Your objective – Reproduce every entry exactly.

Provided data –
※

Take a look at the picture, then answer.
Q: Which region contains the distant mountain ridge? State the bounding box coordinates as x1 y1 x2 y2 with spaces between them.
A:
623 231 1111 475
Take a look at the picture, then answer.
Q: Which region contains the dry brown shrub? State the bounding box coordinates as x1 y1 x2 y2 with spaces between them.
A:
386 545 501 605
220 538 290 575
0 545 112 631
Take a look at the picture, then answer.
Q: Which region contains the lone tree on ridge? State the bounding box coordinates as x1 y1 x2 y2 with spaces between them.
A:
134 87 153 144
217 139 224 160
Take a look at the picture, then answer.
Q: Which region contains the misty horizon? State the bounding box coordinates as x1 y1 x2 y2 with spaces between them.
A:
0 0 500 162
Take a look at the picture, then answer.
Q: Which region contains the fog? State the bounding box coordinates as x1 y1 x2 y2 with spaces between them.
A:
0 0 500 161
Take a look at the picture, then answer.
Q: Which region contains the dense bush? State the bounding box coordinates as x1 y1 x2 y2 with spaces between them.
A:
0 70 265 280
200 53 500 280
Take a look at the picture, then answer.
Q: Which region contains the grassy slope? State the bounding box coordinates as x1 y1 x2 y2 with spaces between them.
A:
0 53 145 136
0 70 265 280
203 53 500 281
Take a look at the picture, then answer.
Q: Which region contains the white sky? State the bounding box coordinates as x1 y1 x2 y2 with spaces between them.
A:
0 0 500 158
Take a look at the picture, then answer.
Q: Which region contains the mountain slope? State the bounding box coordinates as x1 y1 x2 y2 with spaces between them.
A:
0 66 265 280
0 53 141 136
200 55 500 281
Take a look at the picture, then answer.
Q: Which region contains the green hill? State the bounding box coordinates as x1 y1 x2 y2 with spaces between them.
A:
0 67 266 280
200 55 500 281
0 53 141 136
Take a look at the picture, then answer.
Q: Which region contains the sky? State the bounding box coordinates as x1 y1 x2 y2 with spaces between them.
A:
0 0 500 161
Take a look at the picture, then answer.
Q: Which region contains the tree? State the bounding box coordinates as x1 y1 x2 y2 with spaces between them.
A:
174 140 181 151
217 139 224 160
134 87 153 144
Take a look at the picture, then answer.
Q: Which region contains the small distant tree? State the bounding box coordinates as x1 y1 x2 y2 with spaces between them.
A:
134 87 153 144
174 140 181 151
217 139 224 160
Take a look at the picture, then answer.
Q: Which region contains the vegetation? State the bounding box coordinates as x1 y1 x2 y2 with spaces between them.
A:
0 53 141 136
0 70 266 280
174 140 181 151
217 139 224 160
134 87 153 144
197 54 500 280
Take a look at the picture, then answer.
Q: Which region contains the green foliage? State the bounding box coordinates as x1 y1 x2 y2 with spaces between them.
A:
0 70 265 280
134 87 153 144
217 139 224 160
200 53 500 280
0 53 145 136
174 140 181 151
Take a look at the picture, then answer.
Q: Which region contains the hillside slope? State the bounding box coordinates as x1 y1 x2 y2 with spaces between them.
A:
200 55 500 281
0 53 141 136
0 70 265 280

※

Correct result –
Take a look at the picture, then answer.
Q: Which region contains the distant mountain ridge? State the bounding box coordinates as x1 y1 x2 y2 with spaces between them.
A:
623 231 1111 475
Take a look at the picture, then answer.
Q: Which region contains the dry brown shrub? State the bounding box coordinates as x1 y1 x2 y2 with spaces between them.
A:
386 545 501 605
220 538 290 575
0 545 112 631
Take a look at the picture, then answer.
Q: Which region contains the lone tree on ridge? State the bounding box coordinates as x1 y1 x2 y2 with spaces between them.
A:
134 87 153 144
217 139 224 160
Take a look at the picture, then answer.
Q: Which region contains the misty horizon? State the bounding box coordinates as x1 y1 x2 y2 with spaces between them.
A:
0 0 500 162
Take a look at the picture, then answer.
Q: Which region contains the fog? State the bounding box coordinates as x1 y1 x2 y2 with spaces between them.
A:
0 0 500 161
Take a look at the picture, then answer.
Q: Which region contains the dense bush? State the bounding box coordinates as x1 y1 x2 y2 with spaces between them.
A:
0 70 265 280
200 53 500 280
Take a look at the picture, then answer.
Q: Which region contains the grassy slope? State the bounding box coordinates as x1 y1 x2 y2 with spaces between them.
A:
0 53 145 136
0 70 265 280
203 53 500 281
Take a look at the picture, then answer.
Q: Which region contains the white sky? State the bounding box coordinates as x1 y1 x2 y2 with spaces between them.
A:
0 0 500 158
Take a look at the picture, then answer.
Q: Which region contains the mountain slope? State the bounding box coordinates as x1 y1 x2 y2 with spaces between them.
A:
0 66 265 280
0 53 141 136
200 55 500 281
Take a look at the picture, then answer.
Q: Which region contains the green hill? State the bounding box coordinates as x1 y1 x2 y2 with spaces between them.
A:
0 67 266 280
200 55 500 281
0 53 141 136
Take a look at the picture, then answer.
Q: Which region contains the sky? State the bounding box coordinates as x1 y1 x2 y2 with spaces between them.
A:
0 0 500 161
Take a look at the picture, then answer.
Q: Which region contains the tree? State the bounding box coordinates as x1 y1 x2 y2 with spaces between them.
A:
174 140 181 151
217 139 224 160
134 87 153 144
Take a look at the picture, then answer.
Q: Which region contains the small distant tree? State the bounding box coordinates as x1 y1 x2 y2 with spaces between them.
A:
134 87 153 144
174 140 181 151
217 139 224 160
Take a look at the picture, then answer.
Q: Which region contains the vegetation? State the bounding box coordinates as x1 y1 x2 y2 with spaces between them.
A:
0 53 141 136
0 70 266 280
174 140 181 151
217 139 224 160
134 87 153 144
197 54 500 280
Take a look at the picture, then answer.
Q: Which region contains the green foliage? State the bounding box coordinates as x1 y1 x2 y2 with spaces between them.
A:
0 70 265 280
134 87 153 144
217 139 224 160
200 53 500 280
0 53 145 136
174 140 181 151
Take a look at the picture, then answer.
Q: Which region contains the hillside slope? State the bounding box coordinates as x1 y1 x2 y2 with spaces between them.
A:
200 55 500 281
0 53 141 136
0 70 265 280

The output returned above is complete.